Return exactly the lines of the records below, starting at the line that contains "Practice step: point out every instance of the dirt" and ending at the line that contains "Practice step: point out every instance of the tree in", with both of those lines kept.

*-*-*

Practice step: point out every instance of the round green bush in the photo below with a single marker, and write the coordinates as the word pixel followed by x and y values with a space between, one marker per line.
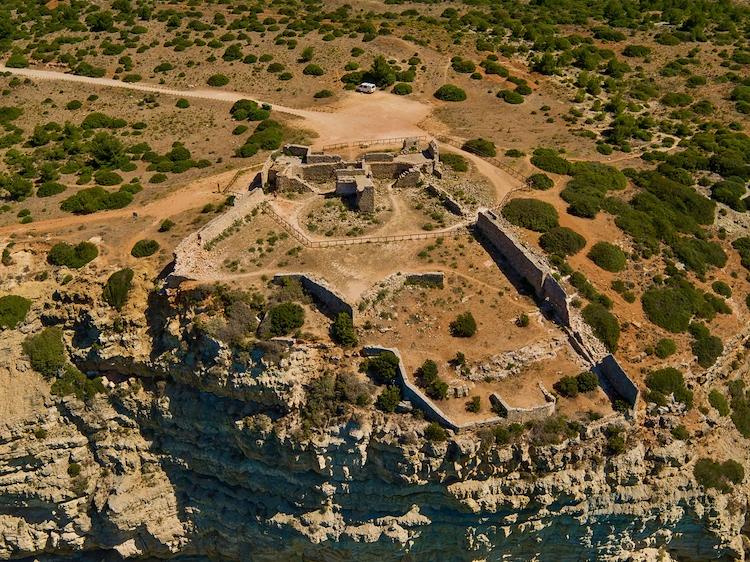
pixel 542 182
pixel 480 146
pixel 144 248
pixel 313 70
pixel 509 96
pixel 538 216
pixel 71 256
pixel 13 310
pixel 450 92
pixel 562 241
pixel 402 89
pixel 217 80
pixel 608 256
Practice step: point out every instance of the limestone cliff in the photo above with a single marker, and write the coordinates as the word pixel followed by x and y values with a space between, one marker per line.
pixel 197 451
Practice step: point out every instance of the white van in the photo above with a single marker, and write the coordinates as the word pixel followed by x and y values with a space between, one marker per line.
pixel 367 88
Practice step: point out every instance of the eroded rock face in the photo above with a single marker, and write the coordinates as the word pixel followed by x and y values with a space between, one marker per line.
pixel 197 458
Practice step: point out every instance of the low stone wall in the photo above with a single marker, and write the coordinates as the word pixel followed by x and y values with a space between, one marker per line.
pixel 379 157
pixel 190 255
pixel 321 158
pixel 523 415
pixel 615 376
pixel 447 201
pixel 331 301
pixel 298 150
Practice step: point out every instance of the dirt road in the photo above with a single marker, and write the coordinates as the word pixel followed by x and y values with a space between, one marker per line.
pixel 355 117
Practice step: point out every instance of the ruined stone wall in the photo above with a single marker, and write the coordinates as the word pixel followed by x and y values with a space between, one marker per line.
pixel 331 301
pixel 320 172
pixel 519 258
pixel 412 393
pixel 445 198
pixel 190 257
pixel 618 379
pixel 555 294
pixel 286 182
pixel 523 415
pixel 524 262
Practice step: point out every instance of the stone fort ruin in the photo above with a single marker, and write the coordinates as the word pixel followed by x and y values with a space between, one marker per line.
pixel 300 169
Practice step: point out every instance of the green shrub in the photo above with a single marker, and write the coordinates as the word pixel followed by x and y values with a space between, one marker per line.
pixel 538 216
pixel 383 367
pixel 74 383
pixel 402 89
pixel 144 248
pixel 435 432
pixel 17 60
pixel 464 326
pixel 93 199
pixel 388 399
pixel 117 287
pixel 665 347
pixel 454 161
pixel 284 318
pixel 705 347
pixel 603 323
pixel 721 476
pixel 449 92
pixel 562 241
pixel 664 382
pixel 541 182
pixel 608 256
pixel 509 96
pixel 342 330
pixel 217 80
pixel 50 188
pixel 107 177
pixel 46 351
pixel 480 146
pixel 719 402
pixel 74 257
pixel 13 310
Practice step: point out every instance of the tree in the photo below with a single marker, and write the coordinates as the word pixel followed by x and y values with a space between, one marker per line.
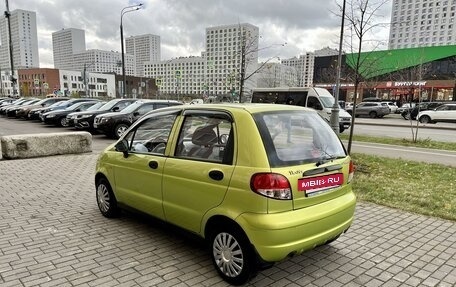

*-*-*

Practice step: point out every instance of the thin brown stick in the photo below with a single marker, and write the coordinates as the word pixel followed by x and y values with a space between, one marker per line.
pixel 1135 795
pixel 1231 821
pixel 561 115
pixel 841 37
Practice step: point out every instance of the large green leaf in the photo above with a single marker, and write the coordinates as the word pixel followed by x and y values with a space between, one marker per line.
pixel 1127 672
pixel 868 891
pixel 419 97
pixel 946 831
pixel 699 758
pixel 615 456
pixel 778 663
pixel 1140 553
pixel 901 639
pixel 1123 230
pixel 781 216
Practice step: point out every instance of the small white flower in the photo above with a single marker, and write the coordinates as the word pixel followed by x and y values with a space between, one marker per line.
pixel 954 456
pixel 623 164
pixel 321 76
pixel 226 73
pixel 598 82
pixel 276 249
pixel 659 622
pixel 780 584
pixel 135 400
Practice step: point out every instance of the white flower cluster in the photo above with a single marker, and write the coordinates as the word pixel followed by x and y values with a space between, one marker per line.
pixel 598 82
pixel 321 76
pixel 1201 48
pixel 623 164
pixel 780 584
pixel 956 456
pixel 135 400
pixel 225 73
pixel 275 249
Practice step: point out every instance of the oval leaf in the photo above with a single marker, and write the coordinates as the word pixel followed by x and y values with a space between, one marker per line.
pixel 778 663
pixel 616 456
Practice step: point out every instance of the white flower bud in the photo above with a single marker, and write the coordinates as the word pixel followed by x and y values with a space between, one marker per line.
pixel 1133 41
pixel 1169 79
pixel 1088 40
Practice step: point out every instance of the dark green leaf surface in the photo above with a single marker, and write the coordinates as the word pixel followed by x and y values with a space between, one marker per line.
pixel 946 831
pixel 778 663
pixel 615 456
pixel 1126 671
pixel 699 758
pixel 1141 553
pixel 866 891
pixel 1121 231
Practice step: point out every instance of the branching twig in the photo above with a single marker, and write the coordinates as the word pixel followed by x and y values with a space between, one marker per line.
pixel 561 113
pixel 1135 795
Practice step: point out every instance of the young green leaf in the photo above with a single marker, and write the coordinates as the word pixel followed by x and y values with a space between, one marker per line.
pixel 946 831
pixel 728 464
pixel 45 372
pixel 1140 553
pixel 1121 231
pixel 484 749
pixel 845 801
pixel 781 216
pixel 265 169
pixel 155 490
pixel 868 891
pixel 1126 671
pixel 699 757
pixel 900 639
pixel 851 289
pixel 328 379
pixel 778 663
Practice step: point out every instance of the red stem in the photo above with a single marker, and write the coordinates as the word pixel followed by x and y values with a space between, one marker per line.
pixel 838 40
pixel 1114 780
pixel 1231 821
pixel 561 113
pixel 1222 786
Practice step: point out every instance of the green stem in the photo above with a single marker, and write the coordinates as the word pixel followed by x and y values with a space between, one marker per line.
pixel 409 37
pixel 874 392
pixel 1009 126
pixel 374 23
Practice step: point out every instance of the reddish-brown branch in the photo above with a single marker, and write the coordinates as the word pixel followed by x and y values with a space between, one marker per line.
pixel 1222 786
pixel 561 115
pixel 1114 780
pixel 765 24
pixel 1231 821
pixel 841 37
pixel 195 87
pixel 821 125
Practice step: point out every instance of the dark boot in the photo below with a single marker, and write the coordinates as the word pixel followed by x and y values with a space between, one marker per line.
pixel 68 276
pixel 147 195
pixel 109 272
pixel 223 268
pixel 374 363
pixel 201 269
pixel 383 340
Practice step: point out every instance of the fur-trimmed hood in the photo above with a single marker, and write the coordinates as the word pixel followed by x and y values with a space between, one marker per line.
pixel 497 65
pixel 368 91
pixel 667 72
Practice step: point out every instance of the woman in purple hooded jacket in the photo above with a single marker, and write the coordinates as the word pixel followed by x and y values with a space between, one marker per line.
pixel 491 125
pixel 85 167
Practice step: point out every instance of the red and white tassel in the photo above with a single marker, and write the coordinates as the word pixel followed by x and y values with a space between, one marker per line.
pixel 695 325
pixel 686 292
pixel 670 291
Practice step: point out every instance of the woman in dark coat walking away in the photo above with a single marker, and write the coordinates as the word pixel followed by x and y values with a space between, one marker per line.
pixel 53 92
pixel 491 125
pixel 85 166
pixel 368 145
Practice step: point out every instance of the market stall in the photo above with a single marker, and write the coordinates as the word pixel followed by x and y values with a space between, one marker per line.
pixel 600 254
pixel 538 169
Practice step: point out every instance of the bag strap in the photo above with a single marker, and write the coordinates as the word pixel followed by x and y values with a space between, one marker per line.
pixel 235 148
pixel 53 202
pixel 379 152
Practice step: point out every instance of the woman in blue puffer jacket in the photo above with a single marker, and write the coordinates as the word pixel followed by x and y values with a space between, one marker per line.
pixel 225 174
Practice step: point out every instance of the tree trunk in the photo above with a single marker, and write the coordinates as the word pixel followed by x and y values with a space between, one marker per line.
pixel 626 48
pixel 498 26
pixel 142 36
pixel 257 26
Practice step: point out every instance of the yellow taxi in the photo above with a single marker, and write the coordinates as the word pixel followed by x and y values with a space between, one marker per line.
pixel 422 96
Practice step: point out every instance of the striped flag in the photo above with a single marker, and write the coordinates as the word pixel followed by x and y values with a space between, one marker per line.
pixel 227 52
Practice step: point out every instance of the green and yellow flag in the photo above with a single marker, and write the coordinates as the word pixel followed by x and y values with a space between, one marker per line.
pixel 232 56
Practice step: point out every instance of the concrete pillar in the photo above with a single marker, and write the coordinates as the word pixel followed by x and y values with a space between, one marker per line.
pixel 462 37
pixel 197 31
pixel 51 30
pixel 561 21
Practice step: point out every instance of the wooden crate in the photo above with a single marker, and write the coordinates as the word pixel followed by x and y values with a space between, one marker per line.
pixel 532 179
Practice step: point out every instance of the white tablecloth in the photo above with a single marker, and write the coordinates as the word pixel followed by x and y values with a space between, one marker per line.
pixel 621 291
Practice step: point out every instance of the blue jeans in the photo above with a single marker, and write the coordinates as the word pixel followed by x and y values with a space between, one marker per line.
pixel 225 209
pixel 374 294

*-*-*

▸ **ANSWER SPACE**
Practice step: point out every instance of the dirt road in the photo above with a single marker, and write the coordinates as the word pixel followed by x and y values with a space between, one marker per line.
pixel 355 117
Practice step: point out every instance of the ruined stone wall in the photo above with a single marker, and write the coordinates as the word pixel followed by x and y values with a space between, one marker per line.
pixel 331 301
pixel 320 172
pixel 519 258
pixel 412 393
pixel 445 198
pixel 190 257
pixel 618 379
pixel 555 294
pixel 286 182
pixel 523 415
pixel 524 262
Practice step: point out every instance of the stone fort ruin in the photo above with a single marker, and write the coordinates as the word pixel followed by x and y values with a space between, one marker per line.
pixel 300 169
Practice step: point out every instance of the green shrub in the photo above with a single marker, and write the coordinates as the word pixel followed by x and y values with a space between, one marker per line.
pixel 538 216
pixel 383 367
pixel 74 383
pixel 402 89
pixel 144 248
pixel 435 432
pixel 17 60
pixel 464 326
pixel 93 199
pixel 388 399
pixel 117 287
pixel 665 347
pixel 454 161
pixel 284 318
pixel 705 347
pixel 603 323
pixel 721 476
pixel 449 92
pixel 562 241
pixel 664 382
pixel 541 182
pixel 608 256
pixel 509 96
pixel 342 330
pixel 217 80
pixel 50 188
pixel 107 177
pixel 46 351
pixel 480 146
pixel 719 402
pixel 74 257
pixel 13 310
Practice step: point out every instance of the tree in the photo below with a single marker, and write the coordinates as the word pixel followed by x and y values with a space between, one marker per line.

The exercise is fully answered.